━━ TEXT SHOWN

Celi Cautions Developers, Clinicians to Beware of Bias in Healthcare AI Models
Artificial intelligence (AI) in healthcare is advancing at a rapid pace.
“Those who are at the cutting edge of AI are convinced we are a year or two away from dumping a whole dataset into an AI model and asking it to write a full research manuscript,” said Dr. Leo Anthony Celi, clinical research director and principal research scientist at the Massachusetts Institute of Technology’s Laboratory for Computational Physiology. He spoke at a recent NIH AI symposium in Masur Auditorium.
The day-long symposium brought researchers from a broad range of disciplines together to share their AI-related research. It was sponsored by NIH’s National Heart, Lung, and Blood Institute and NIH Office of Intramural Research, in partnership with the Foundation for Advanced Education in the Sciences (FAES).
Electronic health records are the “de facto building blocks” of AI healthcare models, he said. Despite their importance, these records were never designed to be building blocks.
“Data is not an objective representation of the world,” Celi said. “It is a representation of the world as seen through the lenses of the observers.”
Anyone who trains AI models on electronic health records must be aware of bias, which can significantly impact a model’s effectiveness and fairness. Healthcare AI models that don’t account for bias often perform inadequately, compared to models that control for bias.
“You need to take caution when you’re using electronic health record data for developing AI,” Celi warned.
There are medical devices that do not perform consistently across different populations. For instance, Celi’s team found skin tone can affect the accuracy of a pulse oximeter’s oxygen saturation reading. The models don’t just know that. “You need to give it context, he said.”
Photo: NICOEININO/SHUTTERSTOCK
Anyone who builds AI models must think about where the data came from, what instruments and devices measured the signals and who collected the data, he said.
AI developers must also be aware of how models influence human behavior. One of Celi’s colleagues studied how an AI medical imaging tool affected the performance of radiologists. The researchers found experienced radiologists performed worse after they began using the tool.
The radiologists were confident in their abilities until the tool began interpreting images differently. They realized the tool caught potential abnormalities that they didn’t. Afterwards, they were less confident and made more mistakes.
“AI will change the behaviors of users,” Celi said. “When AI becomes more and more accurate, our tendency is to just hit accept, accept, accept.”
Despite these challenges, Celi is excited about AI’s potential. “We have an immense opportunity to start with a clean slate and truly improve the way we learn.”

━━━━
━━ EXERCISE DATA

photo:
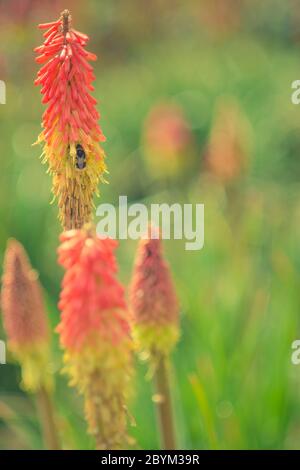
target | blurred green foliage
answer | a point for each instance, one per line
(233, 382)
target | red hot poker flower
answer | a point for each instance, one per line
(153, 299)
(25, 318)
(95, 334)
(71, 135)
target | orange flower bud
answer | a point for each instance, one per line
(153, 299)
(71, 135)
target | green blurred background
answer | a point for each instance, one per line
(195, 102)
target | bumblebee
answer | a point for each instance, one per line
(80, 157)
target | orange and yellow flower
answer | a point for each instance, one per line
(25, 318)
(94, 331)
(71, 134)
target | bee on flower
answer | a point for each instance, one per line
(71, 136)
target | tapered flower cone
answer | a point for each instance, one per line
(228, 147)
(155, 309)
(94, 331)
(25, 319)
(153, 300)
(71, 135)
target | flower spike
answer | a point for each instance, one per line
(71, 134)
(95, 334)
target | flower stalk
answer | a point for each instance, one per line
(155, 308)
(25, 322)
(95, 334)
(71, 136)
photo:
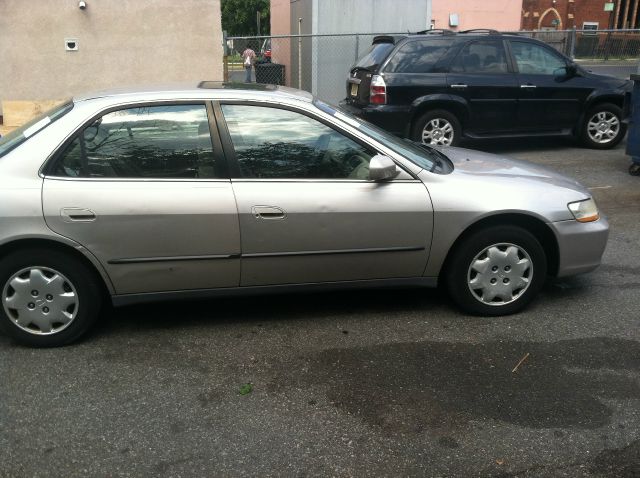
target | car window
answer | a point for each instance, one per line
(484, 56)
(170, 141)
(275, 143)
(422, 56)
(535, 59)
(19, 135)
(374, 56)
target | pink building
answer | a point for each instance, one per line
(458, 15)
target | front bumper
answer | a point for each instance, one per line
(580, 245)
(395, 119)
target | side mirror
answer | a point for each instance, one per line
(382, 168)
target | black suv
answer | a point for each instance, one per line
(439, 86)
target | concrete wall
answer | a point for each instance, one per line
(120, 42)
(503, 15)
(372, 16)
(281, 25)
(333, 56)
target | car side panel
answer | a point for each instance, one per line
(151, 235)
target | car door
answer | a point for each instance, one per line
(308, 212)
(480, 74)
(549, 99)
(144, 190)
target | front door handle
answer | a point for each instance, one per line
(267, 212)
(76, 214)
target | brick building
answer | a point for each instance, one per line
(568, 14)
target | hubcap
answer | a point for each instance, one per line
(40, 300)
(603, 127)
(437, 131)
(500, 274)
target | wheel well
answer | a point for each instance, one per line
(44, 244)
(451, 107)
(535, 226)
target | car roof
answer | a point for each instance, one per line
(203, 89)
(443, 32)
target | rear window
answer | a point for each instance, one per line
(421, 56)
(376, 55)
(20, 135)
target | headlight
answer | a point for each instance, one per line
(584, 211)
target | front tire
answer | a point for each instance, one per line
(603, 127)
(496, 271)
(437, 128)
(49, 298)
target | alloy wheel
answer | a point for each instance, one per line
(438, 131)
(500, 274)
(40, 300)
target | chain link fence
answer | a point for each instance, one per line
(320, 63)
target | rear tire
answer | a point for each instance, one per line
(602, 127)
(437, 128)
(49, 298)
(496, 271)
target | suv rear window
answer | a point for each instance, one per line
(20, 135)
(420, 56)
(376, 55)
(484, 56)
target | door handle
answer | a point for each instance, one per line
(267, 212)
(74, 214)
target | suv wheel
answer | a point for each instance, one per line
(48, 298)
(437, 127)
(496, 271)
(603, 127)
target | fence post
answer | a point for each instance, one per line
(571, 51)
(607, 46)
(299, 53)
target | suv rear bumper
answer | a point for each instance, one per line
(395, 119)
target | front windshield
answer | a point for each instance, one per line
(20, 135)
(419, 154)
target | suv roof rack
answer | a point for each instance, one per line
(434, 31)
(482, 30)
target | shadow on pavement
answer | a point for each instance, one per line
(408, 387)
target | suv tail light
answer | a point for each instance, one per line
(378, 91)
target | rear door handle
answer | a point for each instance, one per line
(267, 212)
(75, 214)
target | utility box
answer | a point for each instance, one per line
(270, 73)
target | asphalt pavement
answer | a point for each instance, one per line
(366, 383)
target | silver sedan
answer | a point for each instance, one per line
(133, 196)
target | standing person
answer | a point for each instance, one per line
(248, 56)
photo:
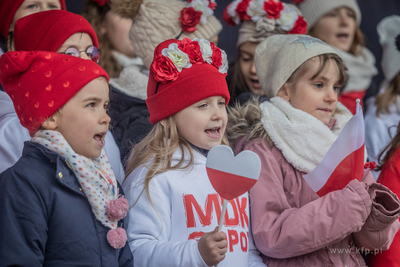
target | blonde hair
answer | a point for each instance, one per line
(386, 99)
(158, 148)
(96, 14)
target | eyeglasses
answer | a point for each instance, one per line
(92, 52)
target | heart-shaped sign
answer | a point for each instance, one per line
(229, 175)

━━━━
━━ EXERCISE DATA

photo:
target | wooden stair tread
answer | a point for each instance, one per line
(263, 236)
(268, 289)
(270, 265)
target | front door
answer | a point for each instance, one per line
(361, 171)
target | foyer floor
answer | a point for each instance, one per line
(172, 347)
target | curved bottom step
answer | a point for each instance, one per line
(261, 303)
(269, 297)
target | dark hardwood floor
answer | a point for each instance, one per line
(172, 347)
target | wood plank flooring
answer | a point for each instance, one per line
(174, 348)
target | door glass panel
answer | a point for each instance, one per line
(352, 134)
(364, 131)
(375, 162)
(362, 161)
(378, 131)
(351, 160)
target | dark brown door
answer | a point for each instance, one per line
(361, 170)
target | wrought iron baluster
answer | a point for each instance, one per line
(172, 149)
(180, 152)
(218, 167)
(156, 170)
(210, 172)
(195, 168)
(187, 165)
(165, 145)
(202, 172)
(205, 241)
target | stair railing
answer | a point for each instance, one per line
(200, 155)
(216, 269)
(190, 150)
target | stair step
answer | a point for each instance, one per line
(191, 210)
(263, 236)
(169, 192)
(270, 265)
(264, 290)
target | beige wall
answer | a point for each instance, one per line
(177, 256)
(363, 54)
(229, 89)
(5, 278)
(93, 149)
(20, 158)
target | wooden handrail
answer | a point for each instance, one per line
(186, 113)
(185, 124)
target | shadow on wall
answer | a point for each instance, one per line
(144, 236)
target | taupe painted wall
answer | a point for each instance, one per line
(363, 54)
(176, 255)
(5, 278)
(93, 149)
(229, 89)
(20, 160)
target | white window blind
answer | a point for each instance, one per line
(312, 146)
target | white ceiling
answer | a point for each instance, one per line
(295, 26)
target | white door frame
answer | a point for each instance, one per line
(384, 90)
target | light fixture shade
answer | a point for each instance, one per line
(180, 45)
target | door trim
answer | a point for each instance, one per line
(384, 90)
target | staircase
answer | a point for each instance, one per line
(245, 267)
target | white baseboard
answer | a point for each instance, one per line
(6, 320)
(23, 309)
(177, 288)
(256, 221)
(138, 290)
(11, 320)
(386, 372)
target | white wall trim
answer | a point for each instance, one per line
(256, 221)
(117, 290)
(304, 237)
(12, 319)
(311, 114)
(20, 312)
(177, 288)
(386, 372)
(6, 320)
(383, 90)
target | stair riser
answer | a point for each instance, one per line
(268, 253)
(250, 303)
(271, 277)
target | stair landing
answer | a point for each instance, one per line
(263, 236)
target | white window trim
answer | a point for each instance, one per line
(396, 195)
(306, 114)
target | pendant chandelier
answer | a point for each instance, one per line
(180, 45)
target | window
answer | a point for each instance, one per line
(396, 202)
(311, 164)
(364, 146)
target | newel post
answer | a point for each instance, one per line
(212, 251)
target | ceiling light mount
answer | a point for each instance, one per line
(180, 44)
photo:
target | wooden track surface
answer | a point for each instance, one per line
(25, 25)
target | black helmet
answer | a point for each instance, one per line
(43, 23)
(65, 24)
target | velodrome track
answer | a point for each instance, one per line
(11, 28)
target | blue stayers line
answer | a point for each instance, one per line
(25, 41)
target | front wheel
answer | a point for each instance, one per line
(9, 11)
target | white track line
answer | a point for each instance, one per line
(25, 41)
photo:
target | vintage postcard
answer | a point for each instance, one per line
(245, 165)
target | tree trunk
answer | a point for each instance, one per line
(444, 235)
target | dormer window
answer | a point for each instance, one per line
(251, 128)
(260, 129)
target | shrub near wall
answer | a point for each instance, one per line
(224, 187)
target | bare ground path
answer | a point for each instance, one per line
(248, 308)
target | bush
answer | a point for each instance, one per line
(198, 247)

━━━━
━━ EXERCISE DATA

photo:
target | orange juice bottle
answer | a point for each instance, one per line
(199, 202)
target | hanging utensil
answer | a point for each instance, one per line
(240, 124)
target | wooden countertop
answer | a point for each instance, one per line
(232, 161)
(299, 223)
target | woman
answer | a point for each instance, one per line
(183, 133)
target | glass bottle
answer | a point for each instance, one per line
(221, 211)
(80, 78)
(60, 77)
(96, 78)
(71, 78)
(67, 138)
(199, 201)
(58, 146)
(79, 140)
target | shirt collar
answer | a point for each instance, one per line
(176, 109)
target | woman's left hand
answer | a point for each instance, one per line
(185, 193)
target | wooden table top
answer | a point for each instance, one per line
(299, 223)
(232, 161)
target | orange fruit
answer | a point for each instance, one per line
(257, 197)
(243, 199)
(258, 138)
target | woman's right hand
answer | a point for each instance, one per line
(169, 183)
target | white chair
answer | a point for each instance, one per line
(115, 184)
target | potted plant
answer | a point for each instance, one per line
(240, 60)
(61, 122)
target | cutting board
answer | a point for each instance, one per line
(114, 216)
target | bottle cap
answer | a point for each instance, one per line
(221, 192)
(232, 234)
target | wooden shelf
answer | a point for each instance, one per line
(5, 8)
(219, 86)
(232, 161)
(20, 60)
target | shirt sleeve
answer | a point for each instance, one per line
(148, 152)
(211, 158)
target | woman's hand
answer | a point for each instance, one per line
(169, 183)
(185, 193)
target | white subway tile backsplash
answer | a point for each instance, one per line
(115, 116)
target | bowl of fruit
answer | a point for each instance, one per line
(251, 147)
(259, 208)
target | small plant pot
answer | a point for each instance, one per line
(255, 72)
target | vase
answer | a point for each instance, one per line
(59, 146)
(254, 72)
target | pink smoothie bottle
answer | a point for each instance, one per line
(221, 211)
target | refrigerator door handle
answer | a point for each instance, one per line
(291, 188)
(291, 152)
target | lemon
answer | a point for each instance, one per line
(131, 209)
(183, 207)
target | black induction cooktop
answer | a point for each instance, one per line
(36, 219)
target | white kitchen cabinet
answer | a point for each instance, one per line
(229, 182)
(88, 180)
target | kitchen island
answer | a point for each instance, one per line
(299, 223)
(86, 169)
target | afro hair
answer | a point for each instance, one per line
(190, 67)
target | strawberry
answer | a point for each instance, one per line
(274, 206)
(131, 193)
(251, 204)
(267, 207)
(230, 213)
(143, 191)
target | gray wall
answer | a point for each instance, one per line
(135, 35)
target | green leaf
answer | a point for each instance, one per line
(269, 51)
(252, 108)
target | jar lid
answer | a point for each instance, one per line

━━━━

• **WORK ORDER A**
According to the article on bias in healthcare AI, which organizations sponsored or partnered in the NIH AI symposium?
• **WORK ORDER B**
Extend the article on bias in healthcare AI, picking up right after its final sentence.
The entries are independent material that has no connection to the text.

• **REPLY A**
- NIH's National Heart, Lung, and Blood Institute
- NIH Office of Intramural Research
- Foundation for Advanced Education in the Sciences (FAES)

• **REPLY B**
A few years ago, Celi began teaching courses in AI at MIT. Because the field is moving so fast, he teaches his students how to think critically.
“We need to teach our students how to ask the right questions, how to be able to evaluate those answers, how to know when their understanding of a problem is limited, how to seek help and how to seek other expertise to be able to come up with a good study design,” he said.
Celi’s team created several publicly available databases, including the Medical Information Mart for Intensive Care (MIMIC), a freely available, de-identified, electronic health record dataset. More than 10,000 papers have cited the database.
His lab regularly organizes “datathons,” where experts from data science and healthcare backgrounds come together to attend workshops and evaluate the performance of AI models in different medical fields. An upcoming datathon will assess models for depression recognition. Patients, psychologists, social workers, psychiatrists and nurses will meet to evaluate the performance of the models.
Currently, Celi is measuring the impact of these events. He’s found attendance increases the chances scientists work with others outside their specialties.
They also bring together high school students and experts. They ask participants to read papers that have profound implications in the application of health AI. Then, they have a discussion.
“We ask students questions such as: What are the worst scenarios that could happen as a result of this? What should we do? What policies can we erect? What about guardrails and how do we change the incentive structure?”
By focusing on the ability to think critically, developers and clinicians alike will be able to take advantage of the promise AI healthcare models offer.
“There’s so much energy around AI,” Celi concluded. “I think we will be remiss if we waste that.”